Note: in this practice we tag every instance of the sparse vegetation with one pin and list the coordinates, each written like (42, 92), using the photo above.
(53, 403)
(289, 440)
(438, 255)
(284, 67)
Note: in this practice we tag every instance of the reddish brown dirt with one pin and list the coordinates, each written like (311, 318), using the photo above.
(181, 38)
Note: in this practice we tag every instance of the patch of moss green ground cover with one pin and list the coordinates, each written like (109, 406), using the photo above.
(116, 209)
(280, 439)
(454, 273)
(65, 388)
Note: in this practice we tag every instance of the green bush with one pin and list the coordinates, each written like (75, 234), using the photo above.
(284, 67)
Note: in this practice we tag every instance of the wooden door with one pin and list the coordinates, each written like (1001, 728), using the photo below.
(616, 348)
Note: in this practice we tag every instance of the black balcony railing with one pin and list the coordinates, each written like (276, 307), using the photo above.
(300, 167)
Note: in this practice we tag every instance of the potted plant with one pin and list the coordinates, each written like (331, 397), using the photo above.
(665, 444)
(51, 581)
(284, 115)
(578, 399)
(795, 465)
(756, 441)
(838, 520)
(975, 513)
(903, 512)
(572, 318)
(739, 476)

## Brief
Output the material above as a two-column CSV with the headers note and points. Use one row for each note and its coordinates, put each field in double quotes, and replace line breaks with spaces.

## Written response
note,points
"Note: in this practice we tag every instance of the sparse vegetation with one pin and list the coordinates, each written like (42, 92), using the photo above.","(53, 403) (289, 440) (438, 255) (284, 67)"
"Note: in this practice we tag every instance of the reddish brown dirt with one pin and list the coordinates, each written like (311, 318), using the photo above.","(181, 38)"
"Note: in this practice we tag every instance of the patch of moss green ground cover with one pin and list the coordinates, each written like (109, 406), using the photo above.","(116, 209) (280, 439) (454, 273) (65, 388)"
"Note: in this practice we tag every instance of the green bush with one pin and list the coordinates, each written like (75, 234), using the photo above.","(284, 67)"
"Note: in this practice we tag every instance of the wooden door with one pin and list the coordinates, each written like (1001, 728), using the photo below.","(616, 348)"
"Note: in this practice we tag every instance of the black balcony railing with one pin and list the coordinates, each written like (276, 307), using the photo above.","(300, 167)"
"Note: in this practice we tag every instance of the potted plant with one pin and list the coordinates, each written like (331, 397), using the photo above.","(665, 444) (51, 581) (284, 115) (578, 399) (795, 465) (756, 441) (838, 520) (975, 513) (903, 512) (572, 318) (739, 476)"